**Written problem a**
Duplicate the records word for word, from the line containing "of the waterfall" through the end of the records, including both ends.

***** Supplied passage

DeepWalk

1. Algorithm introduction

DeepWalk is a graph representation learning algorithm with depth-first traversal that repeatedly visits visited nodes. The DeepWalk algorithm uses a random walk (RandomWalk) method to sample nodes in the graph. Given the starting node of the current visit, randomly sample the node from its neighbors as the next visit node, and repeat this process until the visit sequence length meets the preset condition. This algorithm only includes the wandering part.

2. Running example

Algorithm IO parameters

input：Input, hdfs path, undirected or directed graph, weight or no weight (optional). Each line represents an edge: srcId separator dstId (separator weight). for example：

0 1 0.3

2 1 0.5

3 1 0.1

3 2 0.7

4 1 0.3

Among them, the meanings of the three columns of data from left to right are the source node ID, the end node ID, and the edge weight (it can be empty if there is no weight)

output: Output, hdfs path. Each row represents a wandering path
sep: Separator, the separator between the start vertex and target vertex of each edge in the input: tab, space, etc.
isWeighted：Whether the edge is weighted

Algorithm parameters

walkLength: the walking length of each path (or the number of nodes)

**********
***** Data

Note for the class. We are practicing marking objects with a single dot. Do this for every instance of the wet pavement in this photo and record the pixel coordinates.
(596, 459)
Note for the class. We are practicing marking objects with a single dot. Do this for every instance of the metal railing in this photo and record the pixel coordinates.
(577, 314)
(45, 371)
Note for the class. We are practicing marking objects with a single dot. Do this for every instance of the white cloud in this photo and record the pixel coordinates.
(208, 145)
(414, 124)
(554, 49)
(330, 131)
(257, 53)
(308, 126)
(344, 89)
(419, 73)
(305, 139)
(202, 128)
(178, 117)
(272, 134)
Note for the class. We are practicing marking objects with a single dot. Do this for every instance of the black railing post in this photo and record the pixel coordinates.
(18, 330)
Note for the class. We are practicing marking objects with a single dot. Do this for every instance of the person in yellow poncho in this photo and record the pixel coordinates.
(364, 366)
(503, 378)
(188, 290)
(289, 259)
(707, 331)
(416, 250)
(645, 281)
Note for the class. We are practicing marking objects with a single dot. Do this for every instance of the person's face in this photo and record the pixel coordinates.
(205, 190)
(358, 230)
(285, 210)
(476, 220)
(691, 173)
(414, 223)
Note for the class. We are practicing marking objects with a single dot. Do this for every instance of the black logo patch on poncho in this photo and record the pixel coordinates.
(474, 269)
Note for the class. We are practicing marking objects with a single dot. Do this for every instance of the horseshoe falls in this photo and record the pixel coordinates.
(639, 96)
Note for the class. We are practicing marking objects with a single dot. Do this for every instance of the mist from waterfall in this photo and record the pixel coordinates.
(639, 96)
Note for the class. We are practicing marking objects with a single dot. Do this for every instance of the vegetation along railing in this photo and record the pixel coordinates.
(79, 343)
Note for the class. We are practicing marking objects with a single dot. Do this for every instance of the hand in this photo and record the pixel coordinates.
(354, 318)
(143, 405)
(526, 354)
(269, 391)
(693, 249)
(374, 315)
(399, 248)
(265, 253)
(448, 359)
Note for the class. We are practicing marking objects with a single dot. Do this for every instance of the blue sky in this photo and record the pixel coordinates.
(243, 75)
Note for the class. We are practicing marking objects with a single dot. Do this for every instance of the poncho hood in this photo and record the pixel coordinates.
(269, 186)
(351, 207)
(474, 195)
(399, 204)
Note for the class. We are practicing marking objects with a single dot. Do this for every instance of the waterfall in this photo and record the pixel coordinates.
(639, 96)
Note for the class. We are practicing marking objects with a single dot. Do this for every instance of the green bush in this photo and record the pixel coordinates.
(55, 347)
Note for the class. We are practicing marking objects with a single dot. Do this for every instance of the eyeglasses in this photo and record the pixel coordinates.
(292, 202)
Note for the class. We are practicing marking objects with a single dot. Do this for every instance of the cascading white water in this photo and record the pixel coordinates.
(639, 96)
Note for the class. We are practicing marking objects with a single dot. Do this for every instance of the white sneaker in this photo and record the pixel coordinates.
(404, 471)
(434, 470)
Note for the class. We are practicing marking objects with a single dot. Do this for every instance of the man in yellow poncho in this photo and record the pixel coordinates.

**********

**Written problem b**
According to the DeepWalk text, what method does the algorithm use to sample nodes in the graph?

**Final answer a**
Note for the class. We are practicing marking objects with a single dot. Do this for every instance of the waterfall in this photo and record the pixel coordinates.
(639, 96)
Note for the class. We are practicing marking objects with a single dot. Do this for every instance of the green bush in this photo and record the pixel coordinates.
(55, 347)
Note for the class. We are practicing marking objects with a single dot. Do this for every instance of the eyeglasses in this photo and record the pixel coordinates.
(292, 202)
Note for the class. We are practicing marking objects with a single dot. Do this for every instance of the cascading white water in this photo and record the pixel coordinates.
(639, 96)
Note for the class. We are practicing marking objects with a single dot. Do this for every instance of the white sneaker in this photo and record the pixel coordinates.
(404, 471)
(434, 470)
Note for the class. We are practicing marking objects with a single dot. Do this for every instance of the man in yellow poncho in this photo and record the pixel coordinates.

**Final answer b**
It uses a random walk (RandomWalk) method.